_Task statement_
For the entries below, repeat exactly each line starting with the one that contains "sample | [39, 39]" and going on through the one that contains "sample | [202, 152]", and no others.
[Source material Boundary: Start]
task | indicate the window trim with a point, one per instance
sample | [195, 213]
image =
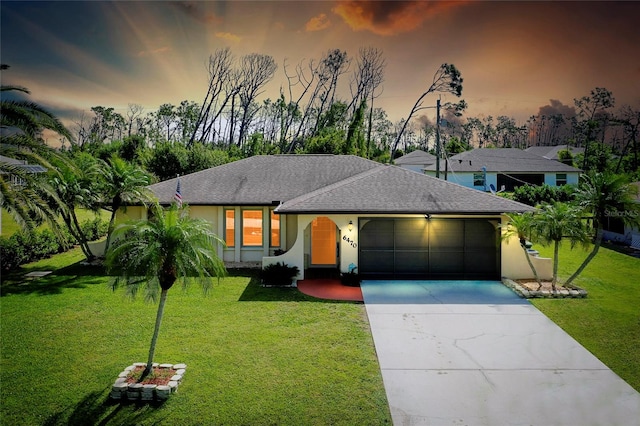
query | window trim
[226, 228]
[242, 222]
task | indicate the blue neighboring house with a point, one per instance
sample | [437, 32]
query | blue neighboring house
[491, 169]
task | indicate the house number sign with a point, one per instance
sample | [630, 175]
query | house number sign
[350, 241]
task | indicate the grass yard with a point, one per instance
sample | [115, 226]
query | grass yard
[607, 322]
[255, 356]
[10, 227]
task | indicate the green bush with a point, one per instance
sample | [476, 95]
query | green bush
[534, 195]
[278, 274]
[24, 247]
[94, 229]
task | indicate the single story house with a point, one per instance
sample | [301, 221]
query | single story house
[551, 152]
[491, 169]
[616, 230]
[336, 212]
[415, 160]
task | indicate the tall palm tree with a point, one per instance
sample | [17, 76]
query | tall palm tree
[22, 123]
[521, 225]
[557, 222]
[157, 252]
[606, 195]
[76, 186]
[123, 183]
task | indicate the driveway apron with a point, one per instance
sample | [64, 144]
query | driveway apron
[474, 353]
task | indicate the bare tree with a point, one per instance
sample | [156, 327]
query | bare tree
[447, 79]
[221, 88]
[134, 111]
[588, 107]
[257, 70]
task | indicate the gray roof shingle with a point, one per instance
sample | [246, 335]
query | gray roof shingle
[330, 184]
[392, 189]
[262, 179]
[417, 157]
[503, 160]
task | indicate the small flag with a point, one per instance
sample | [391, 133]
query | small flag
[178, 196]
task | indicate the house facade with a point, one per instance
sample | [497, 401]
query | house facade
[489, 169]
[328, 212]
[617, 231]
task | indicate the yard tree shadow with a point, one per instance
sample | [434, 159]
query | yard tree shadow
[97, 408]
[77, 275]
[255, 292]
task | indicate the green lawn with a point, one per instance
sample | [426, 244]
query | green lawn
[255, 356]
[607, 322]
[10, 227]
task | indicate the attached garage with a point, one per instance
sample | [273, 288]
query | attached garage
[422, 248]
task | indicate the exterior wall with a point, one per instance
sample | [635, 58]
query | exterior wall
[466, 179]
[572, 178]
[298, 253]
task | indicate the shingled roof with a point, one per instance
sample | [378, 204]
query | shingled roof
[504, 160]
[416, 157]
[330, 184]
[262, 179]
[391, 189]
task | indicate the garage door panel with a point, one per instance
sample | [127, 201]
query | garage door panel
[411, 234]
[377, 234]
[376, 261]
[437, 248]
[446, 262]
[412, 262]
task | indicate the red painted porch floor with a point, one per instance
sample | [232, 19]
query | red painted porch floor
[330, 289]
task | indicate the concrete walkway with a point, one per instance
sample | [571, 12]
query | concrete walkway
[499, 361]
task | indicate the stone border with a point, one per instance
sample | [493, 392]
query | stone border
[562, 293]
[121, 390]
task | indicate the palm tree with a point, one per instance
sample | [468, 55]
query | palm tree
[124, 183]
[157, 252]
[521, 226]
[605, 195]
[22, 124]
[557, 222]
[76, 187]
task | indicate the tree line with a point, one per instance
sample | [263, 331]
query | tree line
[313, 114]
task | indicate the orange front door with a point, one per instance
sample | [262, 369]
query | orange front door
[323, 242]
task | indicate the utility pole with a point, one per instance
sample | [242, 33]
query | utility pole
[438, 138]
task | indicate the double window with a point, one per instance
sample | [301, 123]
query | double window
[561, 179]
[252, 226]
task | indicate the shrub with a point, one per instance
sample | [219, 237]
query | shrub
[94, 229]
[534, 195]
[278, 274]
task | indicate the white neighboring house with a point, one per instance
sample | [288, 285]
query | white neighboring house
[491, 169]
[616, 230]
[416, 161]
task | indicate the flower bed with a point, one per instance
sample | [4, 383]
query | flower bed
[158, 385]
[529, 289]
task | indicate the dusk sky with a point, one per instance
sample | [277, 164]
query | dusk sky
[515, 57]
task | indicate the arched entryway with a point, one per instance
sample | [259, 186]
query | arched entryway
[324, 243]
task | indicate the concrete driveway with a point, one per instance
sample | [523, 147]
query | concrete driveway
[486, 357]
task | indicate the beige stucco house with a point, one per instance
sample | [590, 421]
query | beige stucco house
[334, 212]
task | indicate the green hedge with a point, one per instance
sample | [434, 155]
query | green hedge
[28, 246]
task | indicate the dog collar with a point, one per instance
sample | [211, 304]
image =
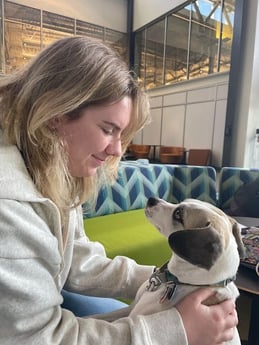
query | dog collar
[162, 275]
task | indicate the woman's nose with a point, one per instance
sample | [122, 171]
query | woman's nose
[114, 148]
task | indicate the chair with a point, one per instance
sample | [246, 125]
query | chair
[172, 154]
[198, 157]
[139, 151]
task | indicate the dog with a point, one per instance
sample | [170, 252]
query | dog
[207, 247]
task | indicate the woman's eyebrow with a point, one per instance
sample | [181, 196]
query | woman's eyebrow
[112, 124]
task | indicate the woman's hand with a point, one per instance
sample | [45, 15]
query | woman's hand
[207, 325]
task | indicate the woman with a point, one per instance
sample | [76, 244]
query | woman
[66, 120]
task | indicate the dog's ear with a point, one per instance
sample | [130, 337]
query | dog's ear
[240, 245]
[200, 247]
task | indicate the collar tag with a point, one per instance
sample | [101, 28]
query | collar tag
[169, 292]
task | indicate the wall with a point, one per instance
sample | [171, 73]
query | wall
[190, 114]
[108, 13]
[247, 91]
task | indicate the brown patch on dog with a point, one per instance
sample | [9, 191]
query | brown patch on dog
[200, 247]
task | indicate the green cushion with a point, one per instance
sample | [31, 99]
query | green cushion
[131, 234]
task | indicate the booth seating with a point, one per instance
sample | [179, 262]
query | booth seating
[118, 221]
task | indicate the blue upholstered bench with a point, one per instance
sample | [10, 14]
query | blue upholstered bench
[118, 220]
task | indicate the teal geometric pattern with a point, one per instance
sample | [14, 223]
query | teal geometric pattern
[194, 182]
[230, 179]
[136, 182]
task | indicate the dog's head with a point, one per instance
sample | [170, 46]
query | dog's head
[197, 231]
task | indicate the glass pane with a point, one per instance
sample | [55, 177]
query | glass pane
[203, 58]
[139, 55]
[227, 34]
[55, 27]
[177, 46]
[118, 40]
[1, 40]
[90, 30]
[155, 54]
[22, 35]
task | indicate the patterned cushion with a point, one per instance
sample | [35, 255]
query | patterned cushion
[138, 181]
[194, 182]
[231, 178]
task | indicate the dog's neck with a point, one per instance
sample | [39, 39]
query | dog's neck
[224, 268]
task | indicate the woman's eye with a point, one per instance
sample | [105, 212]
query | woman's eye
[108, 131]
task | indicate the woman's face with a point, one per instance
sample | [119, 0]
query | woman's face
[93, 137]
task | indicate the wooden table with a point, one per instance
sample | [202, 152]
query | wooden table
[248, 281]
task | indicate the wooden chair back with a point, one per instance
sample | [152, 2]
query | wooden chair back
[172, 154]
[198, 157]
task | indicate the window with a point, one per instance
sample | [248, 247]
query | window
[27, 30]
[191, 42]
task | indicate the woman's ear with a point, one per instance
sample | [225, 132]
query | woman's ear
[55, 122]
[Source material Boundary: End]
_Answer to this exercise_
sample | [39, 39]
query | dog's neck
[224, 268]
task | indicate the woman's eye with a point, one per instance
sample | [105, 212]
query | woman's eye
[108, 131]
task | indicate the woman's face with a point, one per instance
sample | [119, 0]
query | woman's face
[93, 137]
task | indicate the wooden table with a point, one per instance
sample | [202, 152]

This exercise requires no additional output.